◆ **Stored entries**:
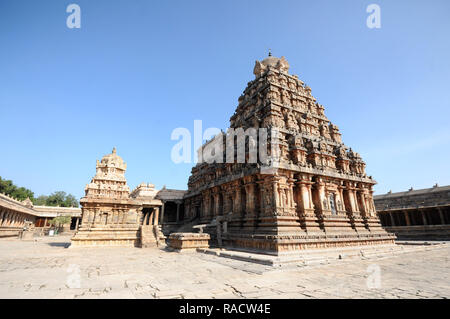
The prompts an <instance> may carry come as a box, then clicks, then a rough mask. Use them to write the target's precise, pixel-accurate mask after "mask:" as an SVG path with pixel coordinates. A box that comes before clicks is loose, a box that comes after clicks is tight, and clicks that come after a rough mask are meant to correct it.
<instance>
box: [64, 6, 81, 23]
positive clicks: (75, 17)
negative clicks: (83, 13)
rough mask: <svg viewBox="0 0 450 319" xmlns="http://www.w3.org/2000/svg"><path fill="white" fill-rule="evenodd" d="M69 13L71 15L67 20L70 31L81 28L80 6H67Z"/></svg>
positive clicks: (66, 11)
mask: <svg viewBox="0 0 450 319" xmlns="http://www.w3.org/2000/svg"><path fill="white" fill-rule="evenodd" d="M66 12H67V13H70V15H69V16H68V17H67V19H66V25H67V27H68V28H69V29H80V28H81V8H80V6H79V5H78V4H75V3H72V4H69V5H68V6H67V9H66Z"/></svg>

◆ **HOW TO COMPLETE THIS TASK**:
In the answer, include exactly the lines from the top of the entries through the line containing "negative clicks: (83, 13)", and nothing else, not even the pictures.

◆ **PROBLEM SOLUTION**:
The prompts an <instance> may carry come as a box, then clicks, then a rough mask. Use them to write the target's precise, pixel-accurate mask after "mask:" as an SVG path with pixel coordinates. A box that comes before clicks is loose, a box that comes after clicks is tight, and clicks that come after a rough mask are meant to correct it.
<instance>
box: [64, 6, 81, 23]
positive clicks: (75, 17)
negative clicks: (83, 13)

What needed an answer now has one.